— DOCUMENT SECTION —
——
The gypsies prepare among the Bosniacs, "on the high plains of Malwan," a fetish in the form of a cradle made of nine kinds of wood, to bring luck to the child who sleeps in it. But Dr. KRAUSS falls, I presume, into a very great error, when he attributes to her Majesty the Queen of England a belief in fetish, on the strength of the following remarkable pas sage from the Wiener Allgemeine Zeitung:--
"By command of Queen VICTORIA, Mr. MARTIN, Director of the Institute for the Blind, has attended to the making a cradle for the newly-born child of the Princess of Battenberg. The cradle is to be made entirely by blind men and women. The Queen firmly believes that objects made by blind people bring luck."
Truly, if anything could bring luck it ought to be something ordered with a kind and charitable view from poor and suffering people, but it is rather hard to promptly conclude that her Majesty believes in fetish because she benevolently ordered a cradle from the blind, and that she had no
higher motive than to get something which would bring luck to her grandchild.
It may be observed in connection with this superstition that among the Hungarian gypsies several spells depend on using different kinds of wood, and that four are said to have been taken for the true cross.
Gypsies, in common with the rest of the "fetishioners" of all the world, believe in the virtue of a child's caul. Dr. KRAUSS found in Kobaš on the Save an amulet which contained such a caul with garlic and four-leaved clover. This must have been a very strong charm indeed, particularly if the garlic was fresh.
Another very great magic protector in every country among gypsies as well as Gentiles, is the thunderbolt, known in Germany as the Donneraxt, Donnerstein, Donnerkeil, Albschoss, Strahlstein, and Teufelsfinger. It was called by the Greeks Astropelákia, by the Latins Gemma cerauniæ, by the Spaniards Piedras de rayo, by the dwellers in the French High Alps Peyras del tron (pierres de tonerre), by the Birmans Mogio (the child of lightning), by the Chinese Ra-fu-seki (the battle-axe of Tengu, the guardian of Heaven), by the Hindoos Swayamphu, or "the self-originated." Dr. KRAUSS, from whom I have taken these remarks, adds that in America and Australia it is also regarded as a charm protective and luck-bringing. But here there is a confusion of objects. The thunderbolt described by Dr. KRAUSS is, I believe, a petrified shell, a kind of mucro or belemnite. The thunderbolt of the Red Indians really resembles it, but is entirely different in its nature. The latter results from lightning entering the sand fusing it. It sometimes makes in this way a very long tube or rod, with a point. People, finding these, naturally believed that they were thunderbolts. I knew an old Penobscot Indian who, seeing the lightning strike the earth, searched and found such a thunderbolt, which he greatly prized. In process of time people who found mucrones in rocks believed them to be the same as the glass-like points of fused sand which they so much resembled.
——
— EXTRACTED INFORMATION —
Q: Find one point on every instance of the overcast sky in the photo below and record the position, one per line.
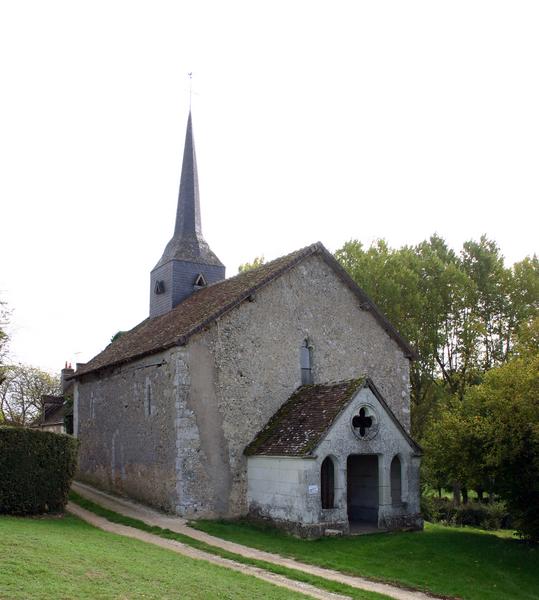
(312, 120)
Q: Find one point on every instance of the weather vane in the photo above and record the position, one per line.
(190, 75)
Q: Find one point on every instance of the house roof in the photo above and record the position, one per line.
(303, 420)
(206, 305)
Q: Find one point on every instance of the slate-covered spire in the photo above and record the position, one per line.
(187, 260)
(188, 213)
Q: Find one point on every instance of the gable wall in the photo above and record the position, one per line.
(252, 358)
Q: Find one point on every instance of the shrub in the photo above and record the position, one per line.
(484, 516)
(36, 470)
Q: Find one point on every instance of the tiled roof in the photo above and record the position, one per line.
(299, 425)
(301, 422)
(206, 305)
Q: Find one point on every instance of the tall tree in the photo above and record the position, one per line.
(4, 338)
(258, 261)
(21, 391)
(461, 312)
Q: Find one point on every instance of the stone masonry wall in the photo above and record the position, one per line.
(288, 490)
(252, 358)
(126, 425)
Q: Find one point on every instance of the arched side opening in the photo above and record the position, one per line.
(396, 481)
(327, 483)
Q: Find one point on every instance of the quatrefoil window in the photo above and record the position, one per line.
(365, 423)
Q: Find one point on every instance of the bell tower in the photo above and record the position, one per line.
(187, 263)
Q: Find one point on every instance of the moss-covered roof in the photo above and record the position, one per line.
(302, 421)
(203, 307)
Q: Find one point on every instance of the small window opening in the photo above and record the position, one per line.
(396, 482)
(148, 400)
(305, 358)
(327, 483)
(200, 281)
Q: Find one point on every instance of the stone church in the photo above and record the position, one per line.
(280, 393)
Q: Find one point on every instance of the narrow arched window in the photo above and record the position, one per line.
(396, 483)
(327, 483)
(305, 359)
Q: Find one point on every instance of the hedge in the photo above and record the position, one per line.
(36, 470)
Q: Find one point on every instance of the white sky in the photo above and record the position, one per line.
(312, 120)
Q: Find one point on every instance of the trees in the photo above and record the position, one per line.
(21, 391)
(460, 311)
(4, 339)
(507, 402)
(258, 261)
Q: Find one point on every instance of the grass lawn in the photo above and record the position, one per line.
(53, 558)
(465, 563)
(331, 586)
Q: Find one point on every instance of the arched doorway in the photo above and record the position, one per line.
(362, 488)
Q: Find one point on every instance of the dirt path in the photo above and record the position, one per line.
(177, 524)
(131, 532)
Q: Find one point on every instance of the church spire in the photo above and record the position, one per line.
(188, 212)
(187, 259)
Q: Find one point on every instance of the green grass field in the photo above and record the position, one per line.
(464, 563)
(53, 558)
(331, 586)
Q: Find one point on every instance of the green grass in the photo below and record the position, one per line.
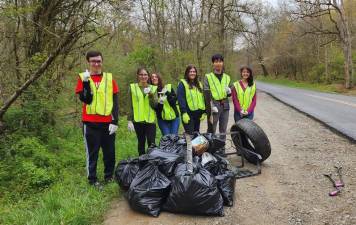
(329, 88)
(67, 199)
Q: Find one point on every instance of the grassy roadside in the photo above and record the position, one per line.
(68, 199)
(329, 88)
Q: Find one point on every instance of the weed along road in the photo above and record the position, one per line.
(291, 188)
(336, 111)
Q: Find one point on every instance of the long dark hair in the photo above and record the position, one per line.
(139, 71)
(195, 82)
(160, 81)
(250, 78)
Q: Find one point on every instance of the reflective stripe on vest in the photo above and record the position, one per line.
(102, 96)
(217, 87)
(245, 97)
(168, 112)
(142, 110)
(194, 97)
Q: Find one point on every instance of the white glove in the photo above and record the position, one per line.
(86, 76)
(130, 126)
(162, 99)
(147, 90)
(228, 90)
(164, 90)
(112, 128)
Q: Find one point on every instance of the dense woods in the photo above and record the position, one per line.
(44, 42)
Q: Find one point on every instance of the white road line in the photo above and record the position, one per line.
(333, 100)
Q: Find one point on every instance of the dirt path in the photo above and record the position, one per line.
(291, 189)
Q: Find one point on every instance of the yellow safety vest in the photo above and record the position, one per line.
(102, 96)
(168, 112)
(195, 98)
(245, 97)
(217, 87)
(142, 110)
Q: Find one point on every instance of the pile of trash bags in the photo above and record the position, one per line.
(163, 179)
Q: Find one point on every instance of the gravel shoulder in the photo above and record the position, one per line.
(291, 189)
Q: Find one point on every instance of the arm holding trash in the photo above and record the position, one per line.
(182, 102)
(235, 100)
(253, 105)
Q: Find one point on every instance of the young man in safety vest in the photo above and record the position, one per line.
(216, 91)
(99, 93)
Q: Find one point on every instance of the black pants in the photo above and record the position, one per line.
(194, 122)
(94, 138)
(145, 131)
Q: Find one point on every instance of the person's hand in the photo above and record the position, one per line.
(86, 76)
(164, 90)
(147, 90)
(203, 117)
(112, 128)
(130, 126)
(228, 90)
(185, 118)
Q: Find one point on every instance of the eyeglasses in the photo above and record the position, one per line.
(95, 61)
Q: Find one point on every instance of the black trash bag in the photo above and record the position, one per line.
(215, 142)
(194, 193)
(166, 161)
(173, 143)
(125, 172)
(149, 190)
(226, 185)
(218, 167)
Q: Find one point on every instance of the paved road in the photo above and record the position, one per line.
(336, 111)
——
— SHORT EXERCISE A —
Copy the passage of the text on gypsy charms between "Truly, if anything" and "to her grandchild.", inclusive, and swap "grandchild" for "granddaughter".
— SHORT EXERCISE B —
According to the text on gypsy charms, what did the amulet found in Kobaš on the Save contain?

— TASK OUTPUT A —
Truly, if anything could bring luck it ought to be something ordered with a kind and charitable view from poor and suffering people, but it is rather hard to promptly conclude that her Majesty believes in fetish because she benevolently ordered a cradle from the blind, and that she had no
higher motive than to get something which would bring luck to her granddaughter.

— TASK OUTPUT B —
A child's caul, garlic, and four-leaved clover.